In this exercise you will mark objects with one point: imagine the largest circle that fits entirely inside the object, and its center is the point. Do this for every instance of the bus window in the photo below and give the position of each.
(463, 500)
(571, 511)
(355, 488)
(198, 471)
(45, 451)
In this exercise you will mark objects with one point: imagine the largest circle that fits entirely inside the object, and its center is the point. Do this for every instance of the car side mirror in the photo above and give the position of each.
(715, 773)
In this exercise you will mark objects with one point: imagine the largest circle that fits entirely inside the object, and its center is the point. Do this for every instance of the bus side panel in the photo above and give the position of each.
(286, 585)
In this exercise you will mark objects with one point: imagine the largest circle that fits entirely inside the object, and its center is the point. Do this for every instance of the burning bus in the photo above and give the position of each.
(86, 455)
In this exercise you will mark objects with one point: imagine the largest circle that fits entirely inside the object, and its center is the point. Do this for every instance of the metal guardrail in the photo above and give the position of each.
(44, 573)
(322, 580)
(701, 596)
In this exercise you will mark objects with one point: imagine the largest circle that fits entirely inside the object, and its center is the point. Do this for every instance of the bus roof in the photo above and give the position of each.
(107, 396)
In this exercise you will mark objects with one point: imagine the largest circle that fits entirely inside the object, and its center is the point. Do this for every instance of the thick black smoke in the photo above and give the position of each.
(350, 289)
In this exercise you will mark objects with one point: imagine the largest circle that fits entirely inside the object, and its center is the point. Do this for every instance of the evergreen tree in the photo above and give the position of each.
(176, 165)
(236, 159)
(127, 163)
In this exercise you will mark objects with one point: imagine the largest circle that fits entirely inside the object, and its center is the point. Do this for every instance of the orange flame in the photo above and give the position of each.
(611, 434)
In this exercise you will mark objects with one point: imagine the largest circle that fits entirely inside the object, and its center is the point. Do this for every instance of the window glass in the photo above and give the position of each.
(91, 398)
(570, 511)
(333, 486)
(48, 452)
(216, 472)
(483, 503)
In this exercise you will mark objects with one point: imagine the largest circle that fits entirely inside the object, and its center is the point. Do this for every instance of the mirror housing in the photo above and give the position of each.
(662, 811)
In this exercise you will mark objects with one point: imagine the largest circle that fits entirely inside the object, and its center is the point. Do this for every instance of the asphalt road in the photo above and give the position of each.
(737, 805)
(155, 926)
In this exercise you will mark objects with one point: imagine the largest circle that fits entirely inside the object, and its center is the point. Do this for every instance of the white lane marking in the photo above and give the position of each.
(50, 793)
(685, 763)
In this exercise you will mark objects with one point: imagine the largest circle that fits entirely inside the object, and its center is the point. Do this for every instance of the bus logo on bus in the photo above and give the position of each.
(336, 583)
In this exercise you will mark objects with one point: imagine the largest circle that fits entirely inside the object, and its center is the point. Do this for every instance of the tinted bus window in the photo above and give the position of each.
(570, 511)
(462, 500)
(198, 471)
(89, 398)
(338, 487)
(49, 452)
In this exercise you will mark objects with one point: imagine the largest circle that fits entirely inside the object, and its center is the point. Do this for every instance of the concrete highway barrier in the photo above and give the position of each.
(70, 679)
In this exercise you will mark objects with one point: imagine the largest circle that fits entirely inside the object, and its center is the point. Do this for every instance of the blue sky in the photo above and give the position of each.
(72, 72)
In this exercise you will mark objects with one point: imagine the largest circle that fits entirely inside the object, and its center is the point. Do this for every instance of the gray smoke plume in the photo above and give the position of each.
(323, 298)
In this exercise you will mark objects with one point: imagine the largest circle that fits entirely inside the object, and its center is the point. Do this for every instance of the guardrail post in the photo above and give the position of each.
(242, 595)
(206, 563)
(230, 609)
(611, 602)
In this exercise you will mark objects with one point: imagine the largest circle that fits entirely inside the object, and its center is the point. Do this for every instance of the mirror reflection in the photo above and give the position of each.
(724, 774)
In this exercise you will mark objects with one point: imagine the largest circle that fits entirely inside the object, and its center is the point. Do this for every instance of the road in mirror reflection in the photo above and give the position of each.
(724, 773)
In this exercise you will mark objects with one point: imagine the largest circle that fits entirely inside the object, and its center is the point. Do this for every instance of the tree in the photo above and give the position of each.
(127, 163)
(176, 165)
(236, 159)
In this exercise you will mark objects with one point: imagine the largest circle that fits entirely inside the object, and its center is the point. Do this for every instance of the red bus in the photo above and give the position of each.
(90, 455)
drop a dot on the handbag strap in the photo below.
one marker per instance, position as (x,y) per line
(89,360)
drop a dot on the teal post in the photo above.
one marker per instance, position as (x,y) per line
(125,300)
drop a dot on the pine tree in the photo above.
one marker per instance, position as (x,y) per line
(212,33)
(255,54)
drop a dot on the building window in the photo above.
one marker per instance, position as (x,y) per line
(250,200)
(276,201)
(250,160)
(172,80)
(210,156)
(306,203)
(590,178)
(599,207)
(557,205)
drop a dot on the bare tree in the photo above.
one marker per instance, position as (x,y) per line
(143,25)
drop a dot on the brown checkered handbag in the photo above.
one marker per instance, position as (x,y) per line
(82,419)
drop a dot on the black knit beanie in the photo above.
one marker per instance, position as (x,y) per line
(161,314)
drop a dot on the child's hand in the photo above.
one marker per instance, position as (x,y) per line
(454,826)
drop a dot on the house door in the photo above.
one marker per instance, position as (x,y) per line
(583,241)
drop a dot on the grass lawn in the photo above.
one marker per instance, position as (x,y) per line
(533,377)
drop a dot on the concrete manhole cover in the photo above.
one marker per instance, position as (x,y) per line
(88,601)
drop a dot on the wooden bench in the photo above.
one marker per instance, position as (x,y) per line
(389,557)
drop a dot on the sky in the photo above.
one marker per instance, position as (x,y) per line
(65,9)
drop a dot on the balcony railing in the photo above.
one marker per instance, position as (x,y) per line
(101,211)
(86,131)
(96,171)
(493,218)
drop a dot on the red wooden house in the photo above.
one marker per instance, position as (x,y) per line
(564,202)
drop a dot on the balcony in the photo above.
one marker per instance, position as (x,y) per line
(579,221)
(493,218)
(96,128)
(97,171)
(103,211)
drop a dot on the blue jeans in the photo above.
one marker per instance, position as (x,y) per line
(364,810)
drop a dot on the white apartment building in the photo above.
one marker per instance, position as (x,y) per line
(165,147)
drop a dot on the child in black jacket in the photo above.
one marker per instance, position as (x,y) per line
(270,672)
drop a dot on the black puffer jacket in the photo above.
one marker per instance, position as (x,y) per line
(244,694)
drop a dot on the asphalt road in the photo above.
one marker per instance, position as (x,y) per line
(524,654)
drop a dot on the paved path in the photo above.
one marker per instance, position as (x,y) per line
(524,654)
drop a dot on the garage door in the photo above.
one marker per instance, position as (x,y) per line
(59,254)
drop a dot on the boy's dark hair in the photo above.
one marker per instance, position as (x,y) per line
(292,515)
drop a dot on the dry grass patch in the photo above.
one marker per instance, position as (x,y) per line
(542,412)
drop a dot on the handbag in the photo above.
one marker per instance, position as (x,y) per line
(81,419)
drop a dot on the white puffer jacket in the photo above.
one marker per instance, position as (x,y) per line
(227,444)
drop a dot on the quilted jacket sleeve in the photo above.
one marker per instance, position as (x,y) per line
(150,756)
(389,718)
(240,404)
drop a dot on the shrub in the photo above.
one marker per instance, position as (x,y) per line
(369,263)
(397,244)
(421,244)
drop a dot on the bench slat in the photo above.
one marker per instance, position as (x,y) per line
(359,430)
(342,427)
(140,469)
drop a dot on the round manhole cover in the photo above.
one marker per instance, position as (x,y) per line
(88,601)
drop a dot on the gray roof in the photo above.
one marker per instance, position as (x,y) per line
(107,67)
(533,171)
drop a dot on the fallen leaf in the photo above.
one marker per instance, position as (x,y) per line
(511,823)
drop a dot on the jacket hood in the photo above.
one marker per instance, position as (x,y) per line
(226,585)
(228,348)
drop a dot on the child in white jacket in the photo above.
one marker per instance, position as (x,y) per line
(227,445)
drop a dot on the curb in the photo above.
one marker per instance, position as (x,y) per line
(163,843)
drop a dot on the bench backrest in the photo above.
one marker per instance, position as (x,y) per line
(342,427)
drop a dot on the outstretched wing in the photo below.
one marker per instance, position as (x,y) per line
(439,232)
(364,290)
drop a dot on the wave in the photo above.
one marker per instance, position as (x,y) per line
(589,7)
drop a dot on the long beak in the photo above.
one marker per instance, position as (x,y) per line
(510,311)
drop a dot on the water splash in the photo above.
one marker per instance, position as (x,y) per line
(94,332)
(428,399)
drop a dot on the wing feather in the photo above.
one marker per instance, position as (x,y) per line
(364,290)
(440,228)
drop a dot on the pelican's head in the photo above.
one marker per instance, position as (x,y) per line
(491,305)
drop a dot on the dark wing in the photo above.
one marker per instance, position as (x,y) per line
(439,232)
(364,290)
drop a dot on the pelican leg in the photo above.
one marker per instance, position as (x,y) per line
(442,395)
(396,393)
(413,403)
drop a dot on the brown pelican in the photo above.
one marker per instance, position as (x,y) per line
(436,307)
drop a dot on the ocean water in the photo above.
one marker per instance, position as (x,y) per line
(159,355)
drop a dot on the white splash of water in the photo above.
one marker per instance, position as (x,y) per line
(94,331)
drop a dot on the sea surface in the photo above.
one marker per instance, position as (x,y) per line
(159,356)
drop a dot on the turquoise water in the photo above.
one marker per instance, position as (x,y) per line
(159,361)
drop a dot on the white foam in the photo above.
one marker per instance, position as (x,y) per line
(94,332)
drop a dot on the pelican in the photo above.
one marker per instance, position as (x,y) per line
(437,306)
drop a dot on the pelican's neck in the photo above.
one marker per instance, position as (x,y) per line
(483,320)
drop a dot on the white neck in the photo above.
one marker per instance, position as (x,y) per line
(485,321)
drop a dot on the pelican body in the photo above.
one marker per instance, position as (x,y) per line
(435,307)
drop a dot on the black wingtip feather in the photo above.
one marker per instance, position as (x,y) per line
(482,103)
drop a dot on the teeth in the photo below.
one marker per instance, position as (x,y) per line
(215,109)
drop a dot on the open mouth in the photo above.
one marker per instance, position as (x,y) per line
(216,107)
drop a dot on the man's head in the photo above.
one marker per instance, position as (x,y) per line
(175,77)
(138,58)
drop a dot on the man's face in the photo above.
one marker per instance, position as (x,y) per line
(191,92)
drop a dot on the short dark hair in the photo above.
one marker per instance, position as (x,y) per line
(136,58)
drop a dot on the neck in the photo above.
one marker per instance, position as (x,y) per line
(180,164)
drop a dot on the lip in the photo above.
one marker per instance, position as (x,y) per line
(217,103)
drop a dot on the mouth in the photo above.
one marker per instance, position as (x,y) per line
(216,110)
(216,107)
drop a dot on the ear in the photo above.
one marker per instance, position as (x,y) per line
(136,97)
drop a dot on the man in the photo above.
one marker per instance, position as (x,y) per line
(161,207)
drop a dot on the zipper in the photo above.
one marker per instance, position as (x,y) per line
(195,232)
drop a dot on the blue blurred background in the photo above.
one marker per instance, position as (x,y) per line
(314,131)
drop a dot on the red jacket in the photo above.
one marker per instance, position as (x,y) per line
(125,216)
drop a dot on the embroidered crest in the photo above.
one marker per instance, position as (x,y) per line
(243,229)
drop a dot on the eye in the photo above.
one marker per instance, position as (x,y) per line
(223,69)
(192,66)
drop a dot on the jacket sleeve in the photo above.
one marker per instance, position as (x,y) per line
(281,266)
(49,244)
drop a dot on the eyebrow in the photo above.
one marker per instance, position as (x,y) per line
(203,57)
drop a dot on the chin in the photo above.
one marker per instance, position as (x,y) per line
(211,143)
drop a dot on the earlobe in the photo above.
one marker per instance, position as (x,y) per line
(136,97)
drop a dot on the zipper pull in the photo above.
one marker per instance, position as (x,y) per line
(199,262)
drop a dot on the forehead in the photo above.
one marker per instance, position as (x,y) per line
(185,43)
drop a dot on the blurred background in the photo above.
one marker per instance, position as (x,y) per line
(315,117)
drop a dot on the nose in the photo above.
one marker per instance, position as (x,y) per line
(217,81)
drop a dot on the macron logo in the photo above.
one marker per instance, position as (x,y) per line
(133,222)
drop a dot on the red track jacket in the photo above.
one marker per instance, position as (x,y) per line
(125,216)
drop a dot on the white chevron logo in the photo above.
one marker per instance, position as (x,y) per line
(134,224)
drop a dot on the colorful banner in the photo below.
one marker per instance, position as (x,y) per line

# # # # # # #

— What the task asks —
Transcribe verbatim the lines of the entries starting at the line containing "drop a dot on the earlobe in the photo above." and ending at the last line of the entries.

— In response —
drop a dot on the earlobe in the photo above.
one marker per instance, position as (x,y) per line
(136,97)
drop a dot on the zipper pull in the photo above.
one marker per instance, position as (x,y) per line
(199,262)
drop a dot on the forehead in the photo above.
one marker per instance, position as (x,y) per line
(185,43)
drop a dot on the blurred background in the photo above.
one marker per instance, position as (x,y) per line
(315,117)
drop a dot on the nose in the photo above.
one marker per instance, position as (x,y) per line
(217,81)
drop a dot on the macron logo in the photo above.
one marker per instance, position as (x,y) per line
(133,222)
drop a dot on the red track jacket in the photo above.
one marker per instance, position as (x,y) per line
(125,216)
drop a dot on the white chevron logo in the photo above.
one marker per instance, position as (x,y) per line
(134,224)
drop a dot on the colorful banner in the photo below.
one marker per instance, position as (x,y) per line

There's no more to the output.